Ben Pace comments on 2019 AI Alignment Literature Review and Charity Comparison

Ben Pace 19 Dec 2019 5:45 UTC
34 points
Well I’m in love. Thanks so much for doing this again, this was great, I learned a lot, yadda yadda yadda, let me talk about MIRI and Secrecy.
I don’t think we can give people money just because they say they are doing good things, because of the risk of abuse. There are many other reasons for not publishing anything. Some simple alternative hypothesis include “we failed to produce anything publishable” or “it is fun to fool ourselves into thinking we have exciting secrets” or “we are doing bad things and don’t want to get caught.” The fact that MIRI’s researchers appear intelligent suggest they at least think they are doing important and interesting issues, but history has many examples of talented reclusive teams spending years working on pointless stuff in splendid isolation.
And later on you say that it’s hard to donate to them “in good faith”, “given their lack of disclosure”.
Here’s my quick thoughts:
- In the last 2-5 years I endorsed donating to MIRI (and still do), and my reasoning back then was always of the type “I don’t understand their technical research, but I have read a substantial amount of the philosophy and worldview that was used to successfully pluck that problem out of the space of things to work on, and think it is deeply coherent and sensible and it’s been surprisingly successful in figuring out AI is an x-risk, and I expect to find it is doing very sensible things in places I understand less well.” Then, about a year ago, MIRI published the Embdded Agency sequence, and for the first time I thought “Oh, now I feel like I have an understanding of what the technical research is guided by, and what it’s about, and indeed, this makes a lot of sense.” My feelings have rarely been changed by reading ongoing research papers at MIRI, which were mostly just very confusing to me. They all seemed individually interesting, but I didn’t see the broader picture before Embedded Agency.
◇ ◇ ◇ ◇
Tasks to perform
[A] The comment quotes a passage that lists simple alternative hypotheses for not publishing anything. List every hypothesis in that list.
[B] Echo a section of the comment word for word, starting at "Ben Pace 19" and ending at "in splendid isolation.".
[C] According to the comment, which MIRI publication first gave the commenter a sense of what the technical research is about?
◇ ◇ ◇ ◇
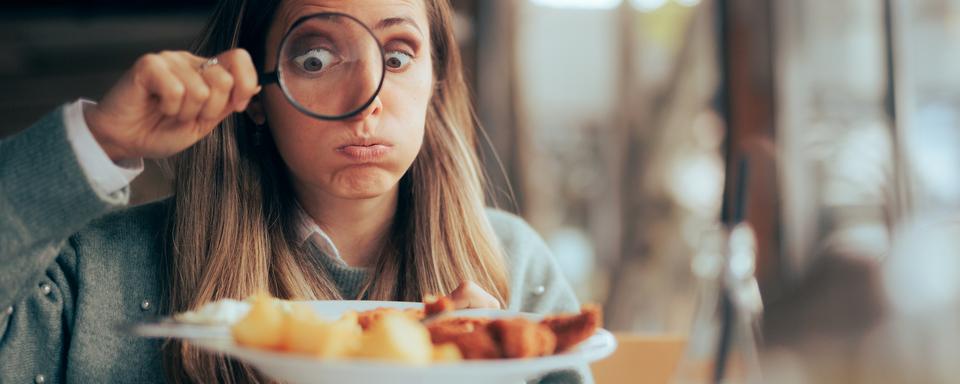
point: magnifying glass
(330, 66)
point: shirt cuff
(106, 176)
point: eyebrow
(393, 21)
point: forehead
(370, 12)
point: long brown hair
(231, 231)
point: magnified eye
(397, 60)
(315, 60)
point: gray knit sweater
(75, 263)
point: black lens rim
(275, 78)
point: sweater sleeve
(537, 283)
(44, 198)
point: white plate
(293, 368)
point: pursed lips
(365, 150)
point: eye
(315, 60)
(397, 60)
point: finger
(154, 75)
(221, 84)
(197, 90)
(239, 63)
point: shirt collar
(309, 230)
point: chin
(364, 184)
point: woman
(266, 199)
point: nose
(372, 110)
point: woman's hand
(167, 102)
(470, 295)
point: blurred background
(628, 132)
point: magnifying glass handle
(269, 78)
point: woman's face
(366, 155)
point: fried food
(573, 329)
(522, 338)
(474, 341)
(395, 336)
(398, 335)
(262, 327)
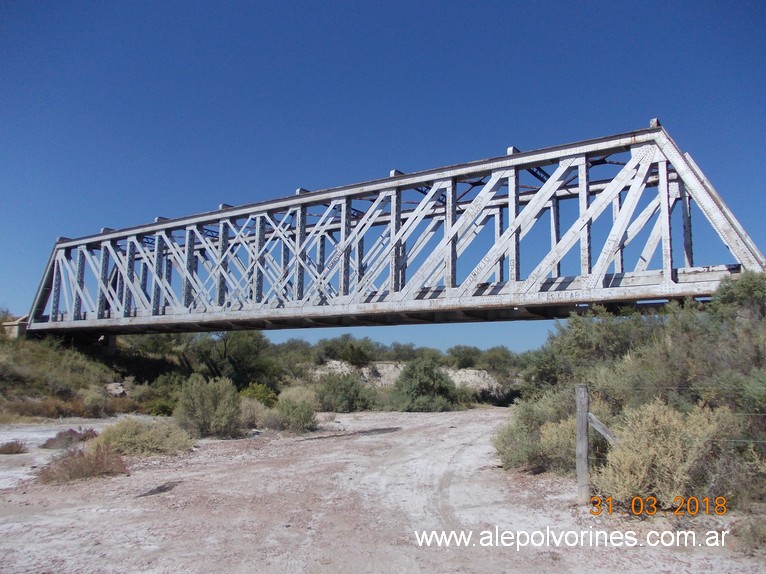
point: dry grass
(14, 446)
(75, 464)
(132, 436)
(69, 437)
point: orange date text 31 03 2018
(649, 506)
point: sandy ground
(345, 499)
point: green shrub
(260, 392)
(665, 454)
(745, 295)
(50, 407)
(76, 463)
(296, 408)
(252, 413)
(356, 352)
(273, 419)
(423, 386)
(132, 436)
(95, 401)
(208, 408)
(463, 356)
(344, 394)
(160, 407)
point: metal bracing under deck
(526, 235)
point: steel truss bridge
(526, 235)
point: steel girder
(478, 241)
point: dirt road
(346, 499)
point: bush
(208, 408)
(260, 392)
(75, 464)
(132, 436)
(273, 419)
(50, 407)
(344, 394)
(95, 401)
(423, 386)
(746, 295)
(160, 407)
(69, 437)
(251, 413)
(13, 447)
(518, 441)
(296, 407)
(463, 356)
(665, 454)
(356, 352)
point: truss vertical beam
(345, 256)
(80, 283)
(127, 301)
(584, 202)
(514, 262)
(299, 273)
(395, 272)
(450, 253)
(555, 233)
(665, 203)
(191, 264)
(686, 215)
(159, 256)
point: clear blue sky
(112, 113)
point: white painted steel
(449, 244)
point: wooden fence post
(583, 480)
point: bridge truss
(526, 235)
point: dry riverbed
(348, 498)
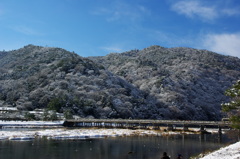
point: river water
(137, 147)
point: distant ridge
(153, 83)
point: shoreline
(27, 131)
(229, 152)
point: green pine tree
(233, 107)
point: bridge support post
(185, 128)
(219, 130)
(170, 128)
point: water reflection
(112, 148)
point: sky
(100, 27)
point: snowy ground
(229, 152)
(6, 133)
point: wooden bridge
(148, 124)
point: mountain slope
(188, 83)
(40, 77)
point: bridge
(169, 125)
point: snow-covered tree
(233, 107)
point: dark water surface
(112, 148)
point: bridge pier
(219, 129)
(170, 127)
(185, 127)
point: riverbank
(229, 152)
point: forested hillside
(153, 83)
(189, 83)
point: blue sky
(99, 27)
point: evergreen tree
(233, 107)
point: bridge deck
(152, 122)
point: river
(136, 147)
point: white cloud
(121, 11)
(26, 30)
(194, 9)
(205, 10)
(231, 11)
(228, 44)
(111, 49)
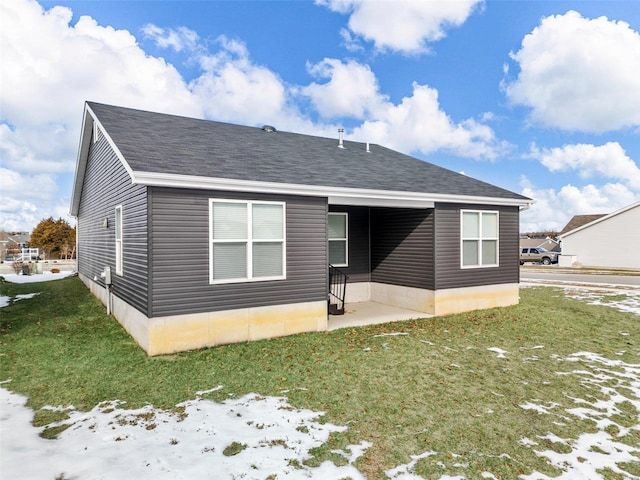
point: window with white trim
(118, 222)
(479, 238)
(339, 239)
(247, 241)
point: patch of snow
(407, 471)
(499, 351)
(593, 452)
(36, 277)
(538, 408)
(186, 442)
(4, 301)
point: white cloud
(49, 68)
(554, 208)
(181, 38)
(352, 89)
(579, 74)
(232, 88)
(27, 199)
(605, 161)
(418, 123)
(402, 25)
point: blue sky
(541, 98)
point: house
(547, 243)
(609, 241)
(580, 220)
(12, 244)
(217, 233)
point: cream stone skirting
(435, 302)
(458, 300)
(177, 333)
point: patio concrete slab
(371, 313)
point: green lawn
(443, 386)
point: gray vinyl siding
(107, 185)
(358, 242)
(447, 228)
(180, 249)
(402, 247)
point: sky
(539, 97)
(278, 436)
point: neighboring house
(218, 233)
(13, 244)
(579, 220)
(546, 243)
(607, 241)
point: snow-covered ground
(250, 437)
(36, 277)
(254, 437)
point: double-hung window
(479, 239)
(338, 239)
(118, 222)
(247, 241)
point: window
(247, 241)
(338, 243)
(479, 239)
(119, 240)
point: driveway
(554, 273)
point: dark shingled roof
(160, 143)
(579, 220)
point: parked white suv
(538, 254)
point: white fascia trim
(112, 144)
(88, 120)
(335, 195)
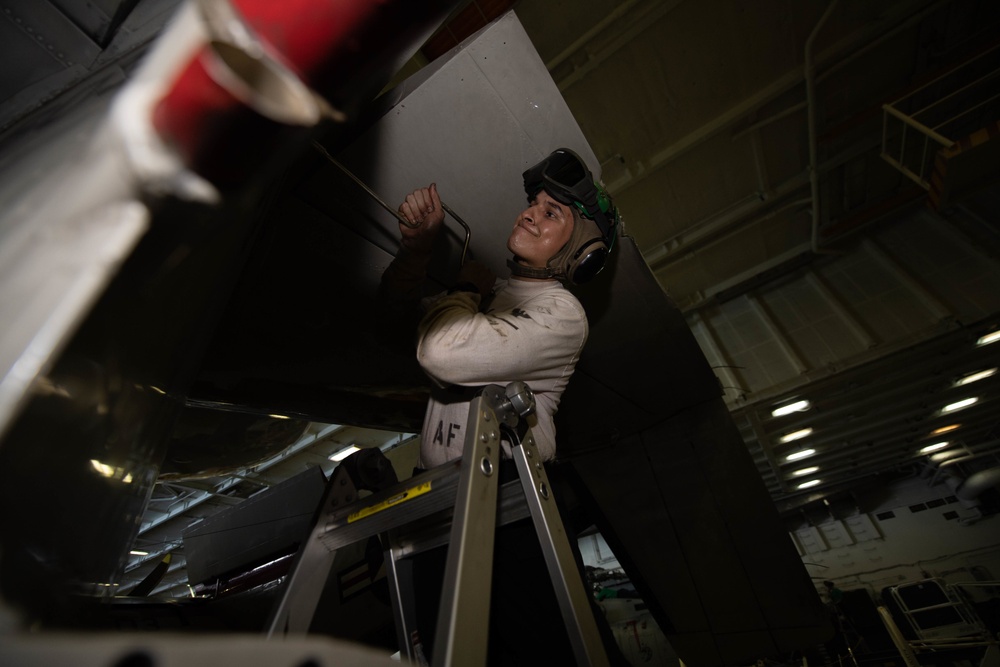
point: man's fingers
(419, 203)
(434, 197)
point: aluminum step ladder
(412, 516)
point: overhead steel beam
(845, 49)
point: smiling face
(541, 230)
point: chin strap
(530, 271)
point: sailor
(528, 327)
(483, 331)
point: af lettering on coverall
(439, 434)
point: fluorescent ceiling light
(989, 338)
(968, 379)
(344, 453)
(945, 429)
(964, 403)
(935, 447)
(795, 435)
(797, 406)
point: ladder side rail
(574, 602)
(304, 584)
(344, 519)
(462, 631)
(399, 572)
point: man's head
(569, 227)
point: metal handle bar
(394, 212)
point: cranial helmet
(565, 177)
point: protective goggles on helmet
(567, 180)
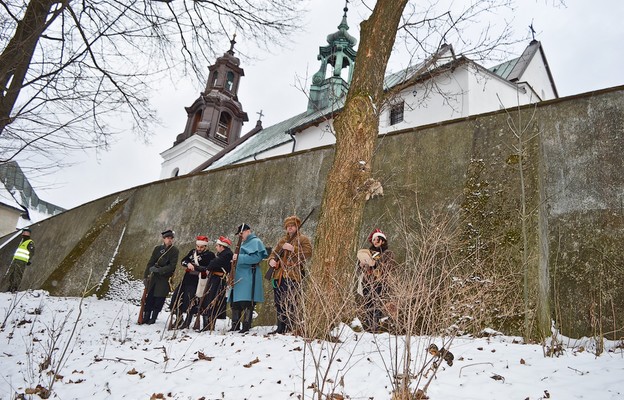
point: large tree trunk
(344, 198)
(15, 58)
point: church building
(443, 87)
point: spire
(232, 43)
(329, 85)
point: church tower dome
(329, 85)
(214, 120)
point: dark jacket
(165, 260)
(222, 263)
(203, 259)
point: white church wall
(536, 75)
(184, 157)
(316, 136)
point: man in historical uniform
◇ ◇ ◇ ◇
The solutions
[A]
- "we failed to produce anything publishable"
- "it is fun to fool ourselves into thinking we have exciting secrets"
- "we are doing bad things and don't want to get caught"

[B]
Ben Pace 19 Dec 2019 5:45 UTC
34 points
Well I’m in love. Thanks so much for doing this again, this was great, I learned a lot, yadda yadda yadda, let me talk about MIRI and Secrecy.
I don’t think we can give people money just because they say they are doing good things, because of the risk of abuse. There are many other reasons for not publishing anything. Some simple alternative hypothesis include “we failed to produce anything publishable” or “it is fun to fool ourselves into thinking we have exciting secrets” or “we are doing bad things and don’t want to get caught.” The fact that MIRI’s researchers appear intelligent suggest they at least think they are doing important and interesting issues, but history has many examples of talented reclusive teams spending years working on pointless stuff in splendid isolation.

[C] The Embedded Agency sequence.